__Document passage__.
Aug 9, 2012 6:41 PM
TUCSON - A forensic report detailing Jared Loughner's many mental health evaluations reveals that when he wasn't holding to the belief that Gabrielle Giffords was dead, he saw himself as a failure for not assassinating her.
A detailed report by clinical psychologist Dr. Christina Pietz concluded that while Loughner suffers from Schizophrenia, with the help of court-ordered medication and group therapy sessions, his competency was restored to the point where he could understand the charges against him and the potential consequences.
The report stated that psychiatrist Dr. Robert Sarrazin prescribed a medication regimen that included 8 mg of risperidone, an antipsychotic, 450 mg of Buproprion, an antidepressant, and .5 mg of Clonazepam, an anti-anxiety medication.
During much of his time at the Missouri mental health facility where he has been held, Loughner made clear to the evaluating psychologist that he believed Gabrielle Giffords was dead. In July 2011, however, Loughner made comments suggesting he acknowledged she was alive, according to the forensics report.
On January 18, 2012, he talked openly about his disappointment that Giffords could be alive.
Dr. Pietz stated in the report: "When I asked what this meant, he stated, ‘That I failed. I'm not an assassin. That I ruined my life for nothing. I think differently now.' Later in the interview, he said, ‘It's another failure if she's alive. Jared Loughner failed again. He's a failure. So all of this would be for nothing.'"
Just days later, however, after seeing Giffords on television, Loughner told the psychologist: "I swear to you that's not the woman I shot. The woman I shot in the head died instantly. No one could survive that gunshot wound to the head."
The report states there have been times this year that he acknowledges that she is alive, however, recently, when asked about the status of Giffords, he simply states: "I don't want to talk to you about that."
Dr. Pietz stated that he still appears irritated, or even angry, when reminded that Giffords survived, and he bitterly contests how some of the videotape from the Safeway is different than his memory of the incident.
In spite of these inconsistencies, Dr. Pietz concluded there was enough evidence that Loughner possessed the capacity to understand the charges against him and their potential consequences.

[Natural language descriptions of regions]
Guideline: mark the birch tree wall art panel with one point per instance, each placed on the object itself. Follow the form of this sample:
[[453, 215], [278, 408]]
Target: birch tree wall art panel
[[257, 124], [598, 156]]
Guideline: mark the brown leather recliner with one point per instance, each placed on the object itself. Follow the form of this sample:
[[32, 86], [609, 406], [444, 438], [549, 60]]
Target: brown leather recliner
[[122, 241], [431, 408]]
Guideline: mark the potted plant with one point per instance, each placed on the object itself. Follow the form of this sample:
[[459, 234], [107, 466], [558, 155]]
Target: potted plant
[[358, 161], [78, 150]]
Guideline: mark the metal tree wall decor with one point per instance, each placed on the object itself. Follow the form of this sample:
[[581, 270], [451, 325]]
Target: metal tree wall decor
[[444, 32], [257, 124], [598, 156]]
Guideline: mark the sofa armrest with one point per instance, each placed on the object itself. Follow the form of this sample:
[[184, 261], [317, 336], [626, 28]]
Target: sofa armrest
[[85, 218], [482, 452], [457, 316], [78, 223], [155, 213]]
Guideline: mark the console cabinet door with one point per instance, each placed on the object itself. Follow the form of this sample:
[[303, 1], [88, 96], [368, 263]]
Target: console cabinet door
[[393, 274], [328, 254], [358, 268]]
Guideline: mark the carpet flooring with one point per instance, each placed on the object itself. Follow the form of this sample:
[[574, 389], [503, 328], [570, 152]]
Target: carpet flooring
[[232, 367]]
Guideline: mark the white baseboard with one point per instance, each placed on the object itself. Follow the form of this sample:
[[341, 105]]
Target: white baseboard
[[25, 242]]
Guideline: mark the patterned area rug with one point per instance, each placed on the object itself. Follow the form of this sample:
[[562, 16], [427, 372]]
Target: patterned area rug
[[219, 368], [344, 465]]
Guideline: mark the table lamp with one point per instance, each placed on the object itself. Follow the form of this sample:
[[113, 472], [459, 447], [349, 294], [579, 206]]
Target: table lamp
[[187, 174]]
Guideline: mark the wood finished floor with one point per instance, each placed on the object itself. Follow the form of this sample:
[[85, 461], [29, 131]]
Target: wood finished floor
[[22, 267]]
...
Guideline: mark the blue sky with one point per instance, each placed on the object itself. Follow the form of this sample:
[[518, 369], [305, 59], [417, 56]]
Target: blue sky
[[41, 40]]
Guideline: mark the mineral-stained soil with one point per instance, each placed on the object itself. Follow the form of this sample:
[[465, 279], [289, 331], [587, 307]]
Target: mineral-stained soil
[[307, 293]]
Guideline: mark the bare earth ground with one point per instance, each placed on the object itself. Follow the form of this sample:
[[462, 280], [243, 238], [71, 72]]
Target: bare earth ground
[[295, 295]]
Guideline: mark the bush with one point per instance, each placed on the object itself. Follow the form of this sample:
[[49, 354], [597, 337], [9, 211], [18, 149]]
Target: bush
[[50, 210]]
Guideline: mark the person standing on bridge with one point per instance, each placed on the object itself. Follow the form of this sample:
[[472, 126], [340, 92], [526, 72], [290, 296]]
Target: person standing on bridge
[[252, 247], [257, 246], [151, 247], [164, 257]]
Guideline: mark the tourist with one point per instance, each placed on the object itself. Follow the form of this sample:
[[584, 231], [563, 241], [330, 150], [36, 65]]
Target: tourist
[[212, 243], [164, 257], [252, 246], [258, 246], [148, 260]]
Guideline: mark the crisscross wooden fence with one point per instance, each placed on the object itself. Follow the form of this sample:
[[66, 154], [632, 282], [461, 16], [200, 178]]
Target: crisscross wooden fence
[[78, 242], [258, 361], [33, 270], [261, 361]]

__Exercise requirements__. In the report on Loughner's evaluations, echo the stretch from "During much of" through "could be alive." word for word. Rely only on the text to complete these.

__Your response__.
During much of his time at the Missouri mental health facility where he has been held, Loughner made clear to the evaluating psychologist that he believed Gabrielle Giffords was dead. In July 2011, however, Loughner made comments suggesting he acknowledged she was alive, according to the forensics report.
On January 18, 2012, he talked openly about his disappointment that Giffords could be alive.